TEXTO DE LECTURA –
Por Cecilia González para RT
Ciudadanos latinoamericanas toman las calles de manera masiva. Protestan contra el empobrecedor ajuste. Son reprimidos. Hay muertos, heridos. Los militares retoman un temible protagonismo. El neofascismo pelea un lugar. La atacada democracia se defiende en las urnas, en elecciones que demuestran que ninguna fuerza política llegó para quedarse. Las sociedades castigan las crisis económicas. Se cansan de gobiernos con largos años en el poder. Cambian el voto. La polarización se recrudece.
De Haití a Chile, de Perú a Argentina, la región enfrenta un estado de ebullición que no discrimina entre gobiernos de derecha o izquierda, más conservadores o más progresistas. Las crisis internas se expanden sin distinción de ideologías. Los países se alían en bloques y aplican una doble vara para denunciar de manera selectiva la violencia y las violaciones a los derechos humanos. Si las cometen gobiernos amigos, se guarda un prudente e hipócrita silencio. Si son gobiernos enemigos, se les condena hasta la sobreactuación.

TAREAS –
[a] ¿Puedes reescribir todas las filas cambiando "broom handle" por "mop handle" y dejando todo lo demás igual?
[b] ¿Podrías retomar el texto sobre la crisis latinoamericana justo después de su última oración?
Las filas no guardan ninguna relación con el texto sobre la crisis latinoamericana.

[Ítems del conjunto de datos]
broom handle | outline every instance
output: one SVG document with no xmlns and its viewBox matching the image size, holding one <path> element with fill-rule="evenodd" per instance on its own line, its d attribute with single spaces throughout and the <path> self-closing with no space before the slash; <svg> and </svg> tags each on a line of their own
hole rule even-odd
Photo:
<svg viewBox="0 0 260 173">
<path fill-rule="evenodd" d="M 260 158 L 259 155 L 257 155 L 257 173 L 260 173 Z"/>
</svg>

RESPUESTAS ESPERADAS –
[a]
mop handle | outline every instance
output: one SVG document with no xmlns and its viewBox matching the image size, holding one <path> element with fill-rule="evenodd" per instance on its own line, its d attribute with single spaces throughout and the <path> self-closing with no space before the slash; <svg> and </svg> tags each on a line of their own
hole rule even-odd
Photo:
<svg viewBox="0 0 260 173">
<path fill-rule="evenodd" d="M 260 158 L 259 155 L 257 155 L 257 173 L 260 173 Z"/>
</svg>

[b]
El caso más evidente es Venezuela. La grave crisis humanitaria provocada por el gobierno ameritó la creación del Grupo de Lima que, con excepción de una minoría de sus miembros, denuncia cada paso de Nicolás Maduro. Nada dice de Jair Bolsonaro, el presidente activista de la violencia, el racismo, la xenofobia y el machismo, el que defiende y revindica a viva voz los golpes militares, las torturas, los secuestros, las desapariciones; el emblema fascista de la región que llegó al poder después de dejar a la democracia brasileña herida de muerte, en estado similar a la venezolana. Nada dicen los críticos de Maduro de las fotos del opositor y fallido presidente alterno Juan Guaidó con paramilitares. Mucho menos de las mortales represiones ordenadas por el presidente de Ecuador, Lenín Moreno, y ahora por Sebastián Piñera en Chile.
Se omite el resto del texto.